------ Extrait du texte ------

Drôle de héros que ce Willy, à la fois exaspérant et attachant, romancier auréolé d'une gloire aussi tapageuse que fugitive, individu incontrôlable et provocateur, qui finit par n'être plus qu'une pitoyable parodie de lui-même...
Face aux postures et aux prises de positions des deux ex-amants en réaction à une réalité personnellement vécue, Leibowitz, dans son rôle de philosophe, est celui qui intellectualise une actualité sociétale et morale sur laquelle il pose un regard désabusé. Il déplore ce qu'il considère comme l'avènement d'une ère de la médiocrité intellectuelle, initiée par une démocratisation de la culture ayant amené à un acquiescement généralisé et injustement tolérant à tout ce qui est "tendance", aux dépens d'une réflexion objective et critique.
Je suis sortie de cette lecture imprégnée de sentiments contradictoires.

------ Données fournies ------

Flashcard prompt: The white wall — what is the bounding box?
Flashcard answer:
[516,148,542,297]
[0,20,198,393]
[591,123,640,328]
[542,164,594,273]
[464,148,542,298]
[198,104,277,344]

------

__Consigne__: Recopiez mot pour mot le passage de l'extrait qui commence aux mots « Drôle de héros » et s'arrête après « de sentiments contradictoires. ».

__Réponse__:
Drôle de héros que ce Willy, à la fois exaspérant et attachant, romancier auréolé d'une gloire aussi tapageuse que fugitive, individu incontrôlable et provocateur, qui finit par n'être plus qu'une pitoyable parodie de lui-même...
Face aux postures et aux prises de positions des deux ex-amants en réaction à une réalité personnellement vécue, Leibowitz, dans son rôle de philosophe, est celui qui intellectualise une actualité sociétale et morale sur laquelle il pose un regard désabusé. Il déplore ce qu'il considère comme l'avènement d'une ère de la médiocrité intellectuelle, initiée par une démocratisation de la culture ayant amené à un acquiescement généralisé et injustement tolérant à tout ce qui est "tendance", aux dépens d'une réflexion objective et critique.
Je suis sortie de cette lecture imprégnée de sentiments contradictoires.